# [OBJETIVO DO EXERCÍCIO]
Repita estas linhas sem alterar nada, abrangendo todos os registros abaixo.

# [REGISTROS FORNECIDOS]
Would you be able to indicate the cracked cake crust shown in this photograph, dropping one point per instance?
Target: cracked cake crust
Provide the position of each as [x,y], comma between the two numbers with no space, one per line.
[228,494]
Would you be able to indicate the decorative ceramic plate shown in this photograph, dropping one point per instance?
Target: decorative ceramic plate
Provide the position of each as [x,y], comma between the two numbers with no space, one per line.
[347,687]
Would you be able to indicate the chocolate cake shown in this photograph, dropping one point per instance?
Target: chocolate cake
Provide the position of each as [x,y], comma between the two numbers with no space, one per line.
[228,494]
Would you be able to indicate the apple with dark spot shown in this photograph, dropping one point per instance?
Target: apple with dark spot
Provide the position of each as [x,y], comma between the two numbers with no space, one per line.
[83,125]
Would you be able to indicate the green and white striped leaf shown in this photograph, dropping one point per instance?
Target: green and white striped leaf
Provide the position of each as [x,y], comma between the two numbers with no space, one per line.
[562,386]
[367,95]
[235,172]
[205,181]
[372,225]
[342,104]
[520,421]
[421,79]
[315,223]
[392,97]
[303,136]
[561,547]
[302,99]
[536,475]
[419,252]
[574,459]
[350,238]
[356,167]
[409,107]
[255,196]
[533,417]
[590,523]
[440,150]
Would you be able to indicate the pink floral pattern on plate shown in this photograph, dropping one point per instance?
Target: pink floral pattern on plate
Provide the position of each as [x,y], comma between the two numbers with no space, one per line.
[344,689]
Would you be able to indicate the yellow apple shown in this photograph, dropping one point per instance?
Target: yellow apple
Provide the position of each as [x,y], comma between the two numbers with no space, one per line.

# [RESPOSTA CORRETA]
Would you be able to indicate the cracked cake crust shown in this photograph, dropping one point per instance?
Target: cracked cake crust
Provide the position of each as [x,y], comma between the two numbers with no space, one per line.
[228,494]
Would you be able to indicate the decorative ceramic plate shown in this photograph, dropping one point per instance?
Target: decorative ceramic plate
Provide the position of each as [x,y], comma between the two numbers with no space, one per line.
[347,687]
Would you be able to indicate the chocolate cake shown in this photograph, dropping one point per instance?
Target: chocolate cake
Provide the position of each as [x,y], comma between the two numbers with no space, one per line.
[228,494]
Would you be able to indicate the apple with dark spot shown in this photograph, dropping one point per instance?
Target: apple with dark spot
Provide the position of each as [x,y], comma between the two numbers with no space, one per line.
[83,125]
Would you be able to indicate the green and white striped leaf shown in this photograph, dropping one point per instance?
Target: green and white striped leaf
Provide the position of each as [x,y], comma between the two numbers with no space, one per line.
[562,386]
[367,95]
[235,172]
[205,181]
[372,225]
[342,104]
[520,421]
[421,79]
[315,223]
[392,97]
[303,136]
[561,547]
[302,99]
[536,475]
[419,252]
[574,459]
[350,238]
[356,167]
[409,107]
[255,196]
[533,417]
[590,523]
[440,150]
Would you be able to indicate the pink floral pattern on plate shown in this photograph, dropping one point per instance?
Target: pink floral pattern on plate
Provide the position of each as [x,y], comma between the two numbers with no space, one per line.
[344,689]
Would you be able to indicate the yellow apple shown in this photograph, dropping one point per instance?
Target: yellow apple
Provide the position of each as [x,y], comma between the two numbers with no space, one per line.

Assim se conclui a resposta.